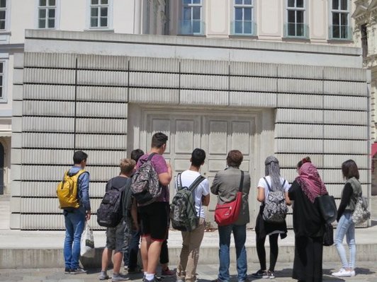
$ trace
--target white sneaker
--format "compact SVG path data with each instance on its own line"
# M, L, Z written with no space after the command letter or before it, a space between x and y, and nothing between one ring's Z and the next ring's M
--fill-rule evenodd
M344 269L340 269L338 272L333 272L331 275L336 277L351 277L351 271Z

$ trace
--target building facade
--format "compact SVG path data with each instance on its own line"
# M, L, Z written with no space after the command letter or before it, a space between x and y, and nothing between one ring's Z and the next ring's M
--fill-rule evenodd
M339 198L351 158L369 194L370 78L351 47L354 11L351 0L0 0L11 228L63 228L55 188L74 149L89 154L96 211L118 160L157 130L174 174L200 146L210 180L239 148L254 187L267 155L292 181L310 154Z

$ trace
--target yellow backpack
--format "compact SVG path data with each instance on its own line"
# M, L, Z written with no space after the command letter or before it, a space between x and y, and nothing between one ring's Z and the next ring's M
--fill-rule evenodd
M59 207L60 208L78 208L80 204L77 199L77 181L79 177L86 171L80 170L73 175L69 175L69 170L65 172L63 181L59 182L56 189Z

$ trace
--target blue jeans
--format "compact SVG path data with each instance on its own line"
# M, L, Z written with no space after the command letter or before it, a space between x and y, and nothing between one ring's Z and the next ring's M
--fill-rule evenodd
M80 240L85 226L85 215L79 210L64 212L65 223L65 239L64 256L65 267L77 269L80 258Z
M344 269L354 269L356 261L356 243L355 243L355 224L352 222L352 213L344 211L340 217L337 228L334 244L337 247L342 265ZM349 248L349 264L347 262L346 250L343 246L343 238L347 237L348 247Z
M230 245L230 235L232 234L232 231L233 232L236 248L237 278L239 282L243 282L247 276L247 262L246 248L244 247L244 242L246 242L246 224L243 225L230 224L229 225L218 227L220 266L218 279L223 282L229 281L229 265L230 262L229 246Z
M139 253L140 242L140 230L133 230L130 244L128 246L125 246L123 255L124 265L128 266L129 269L133 269L137 266L137 254Z

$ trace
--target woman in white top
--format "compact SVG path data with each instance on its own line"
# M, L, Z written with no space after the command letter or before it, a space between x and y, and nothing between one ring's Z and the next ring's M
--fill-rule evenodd
M256 273L252 274L256 278L275 278L275 265L278 259L278 235L281 239L285 238L287 235L287 225L286 221L282 222L269 222L263 218L263 211L265 208L266 199L267 199L270 192L281 191L283 194L287 205L291 204L288 197L288 190L290 184L288 182L280 176L280 168L278 160L273 155L267 157L264 161L266 176L261 177L258 183L257 200L261 203L259 213L255 223L255 233L257 233L257 252L261 269ZM266 266L266 249L264 242L266 237L269 235L270 242L270 265L269 269Z

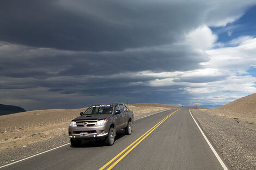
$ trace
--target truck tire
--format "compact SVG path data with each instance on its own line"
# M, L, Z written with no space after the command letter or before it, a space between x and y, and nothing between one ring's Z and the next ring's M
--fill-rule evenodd
M131 121L129 121L128 122L128 124L127 125L127 127L125 129L125 135L130 135L132 133L132 122Z
M113 128L110 128L108 131L108 135L105 140L105 143L107 146L111 146L115 141L114 130Z
M73 147L78 147L81 146L82 141L70 138L70 143Z

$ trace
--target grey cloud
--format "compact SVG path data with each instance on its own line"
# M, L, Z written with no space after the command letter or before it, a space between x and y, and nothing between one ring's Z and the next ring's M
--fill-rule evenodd
M2 1L0 39L29 46L113 51L172 43L202 23L205 4Z
M182 78L179 77L176 78L173 81L174 82L189 82L189 83L208 83L208 82L213 82L216 81L220 81L223 80L227 77L228 75L216 75L216 76L203 76L198 75L196 77L193 77L191 78Z

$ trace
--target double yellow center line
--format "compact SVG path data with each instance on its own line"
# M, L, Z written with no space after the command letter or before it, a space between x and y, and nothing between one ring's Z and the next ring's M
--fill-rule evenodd
M113 168L113 167L115 166L118 162L119 162L125 156L126 156L132 149L133 149L138 144L139 144L143 140L145 139L145 138L147 137L148 135L149 135L150 134L151 134L153 131L155 130L162 123L163 123L163 122L164 122L167 119L168 119L169 117L170 117L172 115L173 115L175 112L178 111L179 110L178 109L174 112L173 112L172 114L167 116L166 117L165 117L164 119L163 119L162 121L157 123L155 125L154 125L152 128L148 130L145 133L144 133L142 136L138 138L135 141L132 142L132 144L129 145L127 147L126 147L125 149L123 150L120 153L119 153L117 156L115 156L114 158L113 158L112 160L111 160L108 162L106 163L103 166L102 166L101 168L100 168L99 170L102 170L104 169L106 167L107 167L108 166L109 166L112 162L115 161L117 159L118 159L120 156L121 155L121 157L120 157L117 160L115 160L114 163L113 163L112 165L111 165L107 169L107 170L109 170ZM129 149L130 148L130 149ZM129 150L128 150L129 149ZM127 150L127 151L126 151ZM123 154L124 153L125 153L124 154ZM123 154L123 155L122 155Z

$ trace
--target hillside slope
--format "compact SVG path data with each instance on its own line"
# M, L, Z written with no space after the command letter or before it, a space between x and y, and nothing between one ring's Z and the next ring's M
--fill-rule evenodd
M19 106L0 104L0 116L24 111L25 109Z
M240 98L215 110L256 116L256 93Z

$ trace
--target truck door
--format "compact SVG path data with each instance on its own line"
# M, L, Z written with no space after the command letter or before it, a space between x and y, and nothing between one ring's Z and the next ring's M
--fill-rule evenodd
M122 104L118 104L120 108L120 111L121 111L121 114L122 115L122 128L124 128L126 127L127 123L127 113L124 109L124 105Z
M115 110L114 111L117 110L120 110L119 107L118 106L118 105L116 105L115 106ZM121 129L121 126L122 126L122 123L123 123L123 116L122 116L122 112L121 111L121 113L119 114L115 114L114 115L114 119L115 121L115 123L117 123L117 129L116 130L120 130Z

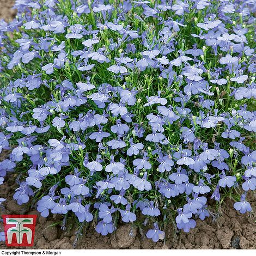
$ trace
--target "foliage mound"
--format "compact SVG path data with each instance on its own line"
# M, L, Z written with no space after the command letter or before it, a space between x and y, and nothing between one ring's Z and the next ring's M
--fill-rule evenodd
M155 242L227 197L252 210L255 0L15 8L0 22L0 174L17 174L18 204L103 235L149 224Z

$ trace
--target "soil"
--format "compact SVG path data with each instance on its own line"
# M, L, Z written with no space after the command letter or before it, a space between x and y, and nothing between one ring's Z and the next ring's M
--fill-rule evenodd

━━━━━━━━━━━━━━━━

*DIRECTIONS FOR THIS TASK*
Pick out every line in the material above that contains the word "truck", and copy each of those lines unchanged.

*RESULT*
--target truck tire
--target truck door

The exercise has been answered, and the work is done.